▶ [Given instruction]:
Copy the passage of the lag screw discussion word for word, starting at "At this time, the" and ending at "might split it.".

▶ [Extract]:
Paul of CovingtonInstead of the elaborate scheme of lag srews and bushings where you would have to drill for the screw and counter-bore for the bushing, why not just go with considerably larger lag screws. The larger diameter would have an effect similar to the bushing, not to mention the much increased strength in tension and the greater area for the threads to hold in the wood.
Paul,
A larger bolt might be the solution. I think it depends on how much larger the diameter needs to be in order to provide a sufficient lifespan. The overall problem seems to be a lifespan that is too short, and not a matter of unpredictable, random failure along the way. When the life runs out, there is mass failure.
At this time, the screw diameter is 15/16”. If sufficient life could be achieved by increasing the diameter to say 1-1/8”, maybe making the screw that diameter would be the best choice.
But if the shank diameter needs to be 1-1/2” to provide sufficient life, then a bushing of that O.D. would be the better choice, because an entire lag screw of that size would provide threads that would probably be overkill in holding power, and their cutting the corresponding thread into the tie might split it.
I believe that the present screw size is sufficient in terms of thread holding ability, but the upper unthreaded shank needs a larger diameter. This would stiffen the shank directly to reduce bending and provide more bearing area in the tie to further reinforce the shank against bending.

▶ [Excerpted records]:

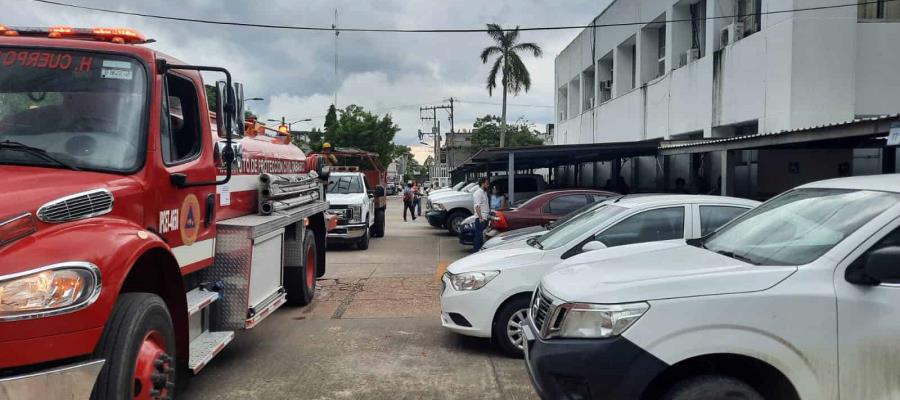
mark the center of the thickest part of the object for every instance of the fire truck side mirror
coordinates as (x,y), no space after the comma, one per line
(225,109)
(322,168)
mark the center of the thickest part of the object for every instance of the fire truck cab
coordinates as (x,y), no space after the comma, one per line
(132,241)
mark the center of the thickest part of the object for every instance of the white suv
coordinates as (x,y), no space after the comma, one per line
(350,200)
(486,294)
(797,299)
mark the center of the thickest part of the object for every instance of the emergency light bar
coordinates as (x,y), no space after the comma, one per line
(114,35)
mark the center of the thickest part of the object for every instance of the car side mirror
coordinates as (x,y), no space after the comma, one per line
(883,265)
(593,245)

▶ [Written response]:
At this time, the screw diameter is 15/16”. If sufficient life could be achieved by increasing the diameter to say 1-1/8”, maybe making the screw that diameter would be the best choice.
But if the shank diameter needs to be 1-1/2” to provide sufficient life, then a bushing of that O.D. would be the better choice, because an entire lag screw of that size would provide threads that would probably be overkill in holding power, and their cutting the corresponding thread into the tie might split it.